| STATED GOAL 1 |
Answer these from the post on state quarters:
(a) Which state's quarter started the program, and in what year?
(b) Why have the quarters earned money for the Treasury?
(c) Who reviewed the book?
| STATED GOAL 2 |
Decide whether each statement agrees with the post on state quarters. Give yes or no, and quote the words that settle it.
(a) Hawaii is the last state in the initial quarter program.
(b) Stephen Foster wrote the book.
(c) The Treasury chose the design for each state.
===== TEXT SHOWN =====
24 June 2008

A Pocketful of History



The initial 50 State quarter program began with the first state in the union, Delaware issued in 1999, and comes to an end this year with the last state to be admitted to the union: Hawaii. It is interesting that this quarter will be issued shortly before the Presidential election when for the first time there will probably be a Hawaiian candidate on the ballot with Barack Obama.

Unlike most coinage, the quarters have actually earned money for the Treasury because so many people around the world have been collecting the whole set. It has been so successful that it will be extended with quarters for the District of Colubia and U.S. Territories over the next couple of years.

The following review is of a fascinating book that tells stories about how and why the various designs for each state were chosen by their respective states for submission to the treasury. Each one offers insight into the history, personalities and events important to the state.

A Pocketful of History
By Jim Noles

Reviewed by Stephen Foster

History, Sartre said, is what happens behind our backs (or something to that effect). It's also something that jangles in our pockets, if we carry or save or even spend quarters from the 50 State Quarters Program. We know this because Jim Noles has taken the time and expended great effort to write the winsome and valuable A Pocketful of History: Four Hundred Years of America—One State Quarter at a Time (Da Capo Press).
===== DATA SECTION =====
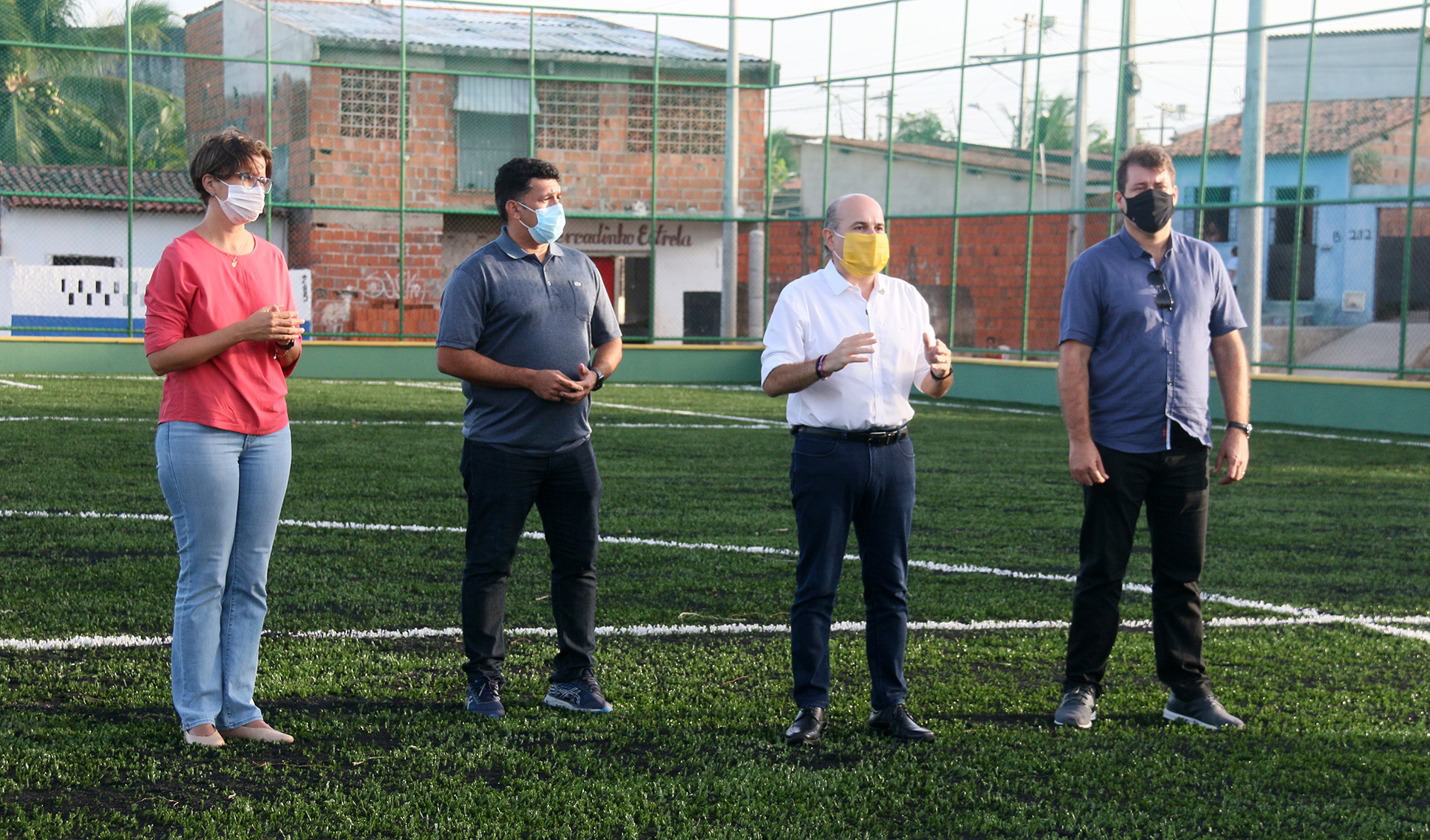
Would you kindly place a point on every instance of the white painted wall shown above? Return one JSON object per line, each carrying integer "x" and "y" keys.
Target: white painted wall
{"x": 98, "y": 292}
{"x": 31, "y": 236}
{"x": 679, "y": 269}
{"x": 920, "y": 186}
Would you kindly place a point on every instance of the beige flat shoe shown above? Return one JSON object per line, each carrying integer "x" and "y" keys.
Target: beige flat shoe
{"x": 255, "y": 734}
{"x": 209, "y": 740}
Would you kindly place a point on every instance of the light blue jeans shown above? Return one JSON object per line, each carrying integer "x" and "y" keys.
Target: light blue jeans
{"x": 225, "y": 491}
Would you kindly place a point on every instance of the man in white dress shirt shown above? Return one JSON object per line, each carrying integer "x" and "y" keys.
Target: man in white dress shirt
{"x": 847, "y": 343}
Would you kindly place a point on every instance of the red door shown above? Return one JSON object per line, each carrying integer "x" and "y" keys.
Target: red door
{"x": 608, "y": 275}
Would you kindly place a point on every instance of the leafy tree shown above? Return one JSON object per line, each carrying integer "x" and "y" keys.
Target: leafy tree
{"x": 784, "y": 162}
{"x": 1053, "y": 124}
{"x": 923, "y": 127}
{"x": 56, "y": 107}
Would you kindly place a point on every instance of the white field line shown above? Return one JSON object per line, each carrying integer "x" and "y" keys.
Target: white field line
{"x": 721, "y": 387}
{"x": 92, "y": 642}
{"x": 763, "y": 421}
{"x": 1310, "y": 614}
{"x": 441, "y": 423}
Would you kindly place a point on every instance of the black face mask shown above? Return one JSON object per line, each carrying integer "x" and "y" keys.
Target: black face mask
{"x": 1150, "y": 210}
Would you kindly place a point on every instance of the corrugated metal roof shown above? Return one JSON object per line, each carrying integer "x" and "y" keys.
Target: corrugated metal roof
{"x": 152, "y": 186}
{"x": 485, "y": 31}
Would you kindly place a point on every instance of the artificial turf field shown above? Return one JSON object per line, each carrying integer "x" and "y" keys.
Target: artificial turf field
{"x": 1319, "y": 637}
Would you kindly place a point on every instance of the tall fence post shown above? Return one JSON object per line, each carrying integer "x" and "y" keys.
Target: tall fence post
{"x": 1251, "y": 220}
{"x": 730, "y": 230}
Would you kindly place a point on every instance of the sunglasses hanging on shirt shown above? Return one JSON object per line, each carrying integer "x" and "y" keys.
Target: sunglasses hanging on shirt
{"x": 1160, "y": 284}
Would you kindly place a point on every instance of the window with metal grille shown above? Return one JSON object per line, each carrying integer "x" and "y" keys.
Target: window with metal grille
{"x": 693, "y": 119}
{"x": 369, "y": 104}
{"x": 568, "y": 115}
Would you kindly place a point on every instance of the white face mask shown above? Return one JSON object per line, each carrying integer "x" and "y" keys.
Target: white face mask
{"x": 244, "y": 205}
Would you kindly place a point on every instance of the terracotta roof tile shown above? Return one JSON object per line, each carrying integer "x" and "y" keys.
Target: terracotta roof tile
{"x": 1335, "y": 126}
{"x": 994, "y": 157}
{"x": 162, "y": 191}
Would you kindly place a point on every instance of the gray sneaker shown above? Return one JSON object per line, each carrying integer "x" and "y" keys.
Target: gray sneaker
{"x": 1078, "y": 707}
{"x": 1204, "y": 712}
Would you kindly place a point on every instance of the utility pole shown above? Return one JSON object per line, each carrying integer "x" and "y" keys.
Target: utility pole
{"x": 864, "y": 133}
{"x": 1077, "y": 222}
{"x": 1251, "y": 220}
{"x": 730, "y": 230}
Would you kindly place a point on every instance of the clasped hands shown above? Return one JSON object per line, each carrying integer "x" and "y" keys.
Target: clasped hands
{"x": 859, "y": 346}
{"x": 556, "y": 387}
{"x": 270, "y": 323}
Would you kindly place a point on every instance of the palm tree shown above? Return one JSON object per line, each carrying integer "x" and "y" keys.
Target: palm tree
{"x": 56, "y": 107}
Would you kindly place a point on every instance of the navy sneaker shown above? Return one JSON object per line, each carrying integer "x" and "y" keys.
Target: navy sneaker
{"x": 1204, "y": 712}
{"x": 483, "y": 696}
{"x": 582, "y": 695}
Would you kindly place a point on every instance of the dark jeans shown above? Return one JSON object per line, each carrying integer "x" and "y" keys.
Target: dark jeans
{"x": 1175, "y": 486}
{"x": 837, "y": 483}
{"x": 500, "y": 489}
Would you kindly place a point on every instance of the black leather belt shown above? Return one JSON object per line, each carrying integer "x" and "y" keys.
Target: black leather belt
{"x": 873, "y": 436}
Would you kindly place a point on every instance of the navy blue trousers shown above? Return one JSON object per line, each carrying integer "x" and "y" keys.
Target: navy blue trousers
{"x": 500, "y": 489}
{"x": 1175, "y": 488}
{"x": 839, "y": 483}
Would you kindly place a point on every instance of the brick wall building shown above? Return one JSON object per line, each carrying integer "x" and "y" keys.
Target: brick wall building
{"x": 375, "y": 229}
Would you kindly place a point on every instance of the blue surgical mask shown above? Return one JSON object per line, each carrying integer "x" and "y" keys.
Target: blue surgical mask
{"x": 550, "y": 223}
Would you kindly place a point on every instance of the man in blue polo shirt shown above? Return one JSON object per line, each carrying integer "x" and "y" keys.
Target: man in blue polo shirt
{"x": 519, "y": 319}
{"x": 1144, "y": 315}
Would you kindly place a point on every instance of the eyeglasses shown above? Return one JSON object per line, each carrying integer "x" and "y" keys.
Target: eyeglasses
{"x": 250, "y": 180}
{"x": 1160, "y": 284}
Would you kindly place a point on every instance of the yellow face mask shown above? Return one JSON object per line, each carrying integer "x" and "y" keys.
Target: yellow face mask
{"x": 865, "y": 253}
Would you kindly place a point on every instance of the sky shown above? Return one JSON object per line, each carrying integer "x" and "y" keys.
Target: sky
{"x": 931, "y": 40}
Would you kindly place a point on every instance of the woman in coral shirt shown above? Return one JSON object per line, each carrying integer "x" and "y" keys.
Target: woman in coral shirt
{"x": 222, "y": 332}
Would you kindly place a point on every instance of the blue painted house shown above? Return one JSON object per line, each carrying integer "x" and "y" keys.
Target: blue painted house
{"x": 1350, "y": 255}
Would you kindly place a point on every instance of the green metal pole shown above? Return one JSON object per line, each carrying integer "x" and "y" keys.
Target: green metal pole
{"x": 1300, "y": 196}
{"x": 1119, "y": 140}
{"x": 129, "y": 166}
{"x": 769, "y": 194}
{"x": 531, "y": 77}
{"x": 1206, "y": 122}
{"x": 889, "y": 147}
{"x": 655, "y": 152}
{"x": 828, "y": 101}
{"x": 1033, "y": 182}
{"x": 268, "y": 104}
{"x": 1411, "y": 200}
{"x": 402, "y": 171}
{"x": 959, "y": 177}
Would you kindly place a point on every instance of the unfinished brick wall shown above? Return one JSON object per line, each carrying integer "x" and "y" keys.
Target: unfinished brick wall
{"x": 354, "y": 253}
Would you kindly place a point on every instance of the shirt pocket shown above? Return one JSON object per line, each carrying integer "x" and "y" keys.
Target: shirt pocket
{"x": 582, "y": 297}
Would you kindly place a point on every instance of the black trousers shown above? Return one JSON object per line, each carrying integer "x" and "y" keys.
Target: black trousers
{"x": 836, "y": 483}
{"x": 1175, "y": 488}
{"x": 500, "y": 489}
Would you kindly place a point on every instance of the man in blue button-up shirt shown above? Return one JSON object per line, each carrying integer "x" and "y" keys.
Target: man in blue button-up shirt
{"x": 1144, "y": 315}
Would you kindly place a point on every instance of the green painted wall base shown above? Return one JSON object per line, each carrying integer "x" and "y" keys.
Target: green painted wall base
{"x": 1364, "y": 406}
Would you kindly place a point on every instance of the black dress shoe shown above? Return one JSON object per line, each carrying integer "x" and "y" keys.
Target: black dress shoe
{"x": 808, "y": 726}
{"x": 895, "y": 722}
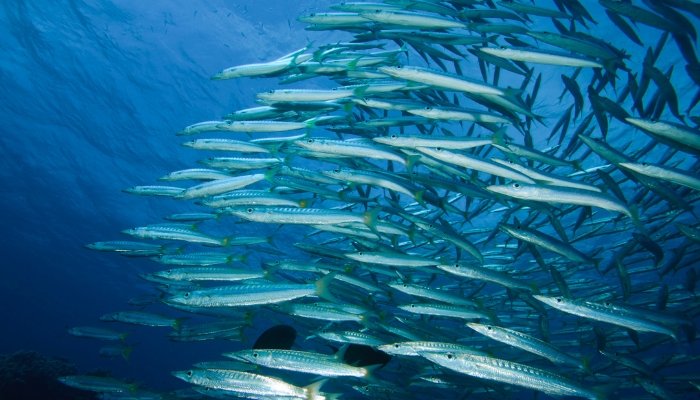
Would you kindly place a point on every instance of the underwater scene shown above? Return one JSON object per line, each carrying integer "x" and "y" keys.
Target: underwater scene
=====
| TASK OUTPUT 1 |
(a) Delaware, in 1999.
(b) So many people around the world have been collecting the whole set.
(c) Stephen Foster.

| TASK OUTPUT 2 |
(a) Yes: "comes to an end this year with the last state to be admitted to the union: Hawaii"
(b) No: "By Jim Noles" and "Reviewed by Stephen Foster"
(c) No: "were chosen by their respective states for submission to the treasury"